[Entries taken from a collection]
===============

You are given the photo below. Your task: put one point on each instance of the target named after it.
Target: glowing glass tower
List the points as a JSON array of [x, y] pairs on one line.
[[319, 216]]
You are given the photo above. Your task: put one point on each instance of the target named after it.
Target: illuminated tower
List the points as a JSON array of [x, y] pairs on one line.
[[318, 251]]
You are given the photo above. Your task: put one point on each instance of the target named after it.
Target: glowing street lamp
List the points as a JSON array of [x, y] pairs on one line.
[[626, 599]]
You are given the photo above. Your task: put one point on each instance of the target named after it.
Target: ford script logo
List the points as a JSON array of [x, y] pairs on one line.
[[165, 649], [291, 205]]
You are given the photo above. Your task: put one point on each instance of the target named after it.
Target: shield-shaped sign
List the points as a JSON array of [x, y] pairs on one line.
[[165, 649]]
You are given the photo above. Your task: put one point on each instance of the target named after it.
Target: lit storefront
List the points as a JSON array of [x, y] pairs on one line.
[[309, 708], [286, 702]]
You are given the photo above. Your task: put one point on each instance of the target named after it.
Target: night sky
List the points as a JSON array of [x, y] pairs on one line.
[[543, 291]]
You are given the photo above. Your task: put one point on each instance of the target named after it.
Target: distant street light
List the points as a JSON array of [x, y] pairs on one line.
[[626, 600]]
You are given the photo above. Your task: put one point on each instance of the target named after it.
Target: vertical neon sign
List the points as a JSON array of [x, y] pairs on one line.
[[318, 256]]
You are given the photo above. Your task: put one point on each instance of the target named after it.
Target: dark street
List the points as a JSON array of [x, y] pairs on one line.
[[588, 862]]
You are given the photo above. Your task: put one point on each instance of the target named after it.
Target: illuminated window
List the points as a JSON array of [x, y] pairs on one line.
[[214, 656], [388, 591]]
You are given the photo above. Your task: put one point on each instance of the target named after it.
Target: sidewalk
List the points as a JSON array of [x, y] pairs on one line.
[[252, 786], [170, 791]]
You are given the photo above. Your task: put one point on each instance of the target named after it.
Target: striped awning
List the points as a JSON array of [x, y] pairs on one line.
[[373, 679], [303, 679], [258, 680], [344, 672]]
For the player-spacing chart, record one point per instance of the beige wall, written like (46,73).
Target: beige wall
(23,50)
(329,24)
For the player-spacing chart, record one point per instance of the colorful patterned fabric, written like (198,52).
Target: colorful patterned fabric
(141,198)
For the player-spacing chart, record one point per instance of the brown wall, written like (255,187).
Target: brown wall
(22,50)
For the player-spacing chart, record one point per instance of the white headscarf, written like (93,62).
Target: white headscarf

===============

# [Task brief]
Set aside each line above that includes the string "record" and report it.

# [Answer to this problem]
For the player-spacing chart, record one point per instance of the beige wall, written like (46,73).
For the player-spacing chart, record one point per instance of the colorful patterned fabric, written like (198,52).
For the player-spacing chart, record one point per instance of the brown wall, written like (255,187).
For the player-spacing chart, record one point per instance of the white headscarf, written like (93,62).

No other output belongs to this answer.